AIM:
How many lines in the entries below contain the string "bear"? Case counts. Reply with the number alone.

RECORDS SHOWN:
** Start **

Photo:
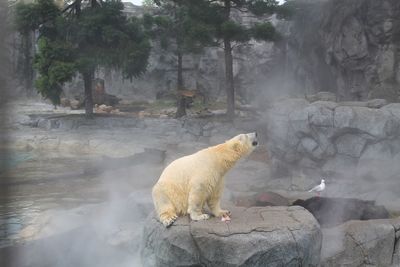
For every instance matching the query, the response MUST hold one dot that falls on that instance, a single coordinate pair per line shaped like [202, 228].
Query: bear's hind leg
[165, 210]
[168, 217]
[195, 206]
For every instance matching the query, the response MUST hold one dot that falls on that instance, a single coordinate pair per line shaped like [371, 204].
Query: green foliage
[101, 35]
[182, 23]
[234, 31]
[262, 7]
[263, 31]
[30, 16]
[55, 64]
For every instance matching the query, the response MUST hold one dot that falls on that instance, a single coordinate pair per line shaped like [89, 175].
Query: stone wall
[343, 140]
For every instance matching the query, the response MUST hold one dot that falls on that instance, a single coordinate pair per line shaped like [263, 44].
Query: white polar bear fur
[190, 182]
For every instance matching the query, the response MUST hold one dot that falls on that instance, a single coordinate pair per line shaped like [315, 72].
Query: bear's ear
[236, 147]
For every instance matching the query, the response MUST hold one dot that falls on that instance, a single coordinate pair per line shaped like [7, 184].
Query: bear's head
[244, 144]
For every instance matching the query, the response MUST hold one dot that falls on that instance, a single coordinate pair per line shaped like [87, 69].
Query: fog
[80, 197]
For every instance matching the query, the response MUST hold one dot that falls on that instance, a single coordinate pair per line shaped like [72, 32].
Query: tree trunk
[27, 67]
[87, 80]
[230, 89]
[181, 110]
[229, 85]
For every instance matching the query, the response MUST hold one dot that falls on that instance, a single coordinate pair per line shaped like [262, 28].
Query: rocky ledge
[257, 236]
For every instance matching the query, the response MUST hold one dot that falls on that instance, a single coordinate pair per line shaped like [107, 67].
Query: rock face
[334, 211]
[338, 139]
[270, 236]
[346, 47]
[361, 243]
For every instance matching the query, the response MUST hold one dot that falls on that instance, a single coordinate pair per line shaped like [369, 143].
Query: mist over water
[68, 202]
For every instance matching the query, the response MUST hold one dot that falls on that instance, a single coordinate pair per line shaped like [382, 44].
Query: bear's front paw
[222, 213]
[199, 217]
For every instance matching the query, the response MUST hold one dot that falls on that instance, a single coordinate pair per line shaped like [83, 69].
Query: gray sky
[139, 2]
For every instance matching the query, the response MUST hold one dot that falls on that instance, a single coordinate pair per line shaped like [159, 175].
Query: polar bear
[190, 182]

** End **
** Start **

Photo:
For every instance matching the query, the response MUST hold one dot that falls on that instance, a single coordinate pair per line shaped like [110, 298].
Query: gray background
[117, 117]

** End **
** Start **

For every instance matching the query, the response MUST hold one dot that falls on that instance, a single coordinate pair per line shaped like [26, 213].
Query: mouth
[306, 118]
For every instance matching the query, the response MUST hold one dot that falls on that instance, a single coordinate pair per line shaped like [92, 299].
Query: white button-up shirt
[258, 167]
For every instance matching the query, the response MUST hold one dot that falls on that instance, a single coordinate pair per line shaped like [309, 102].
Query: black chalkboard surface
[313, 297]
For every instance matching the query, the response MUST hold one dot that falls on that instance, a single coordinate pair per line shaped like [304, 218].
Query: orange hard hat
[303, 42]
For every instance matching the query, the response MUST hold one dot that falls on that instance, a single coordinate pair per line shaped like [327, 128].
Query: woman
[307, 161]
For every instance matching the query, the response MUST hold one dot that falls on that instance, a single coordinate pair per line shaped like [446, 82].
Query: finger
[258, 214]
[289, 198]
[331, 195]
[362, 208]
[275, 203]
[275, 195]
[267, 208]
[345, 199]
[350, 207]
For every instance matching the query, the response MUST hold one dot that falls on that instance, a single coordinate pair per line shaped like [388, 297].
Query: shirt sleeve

** End **

SOLVED EXERCISE:
6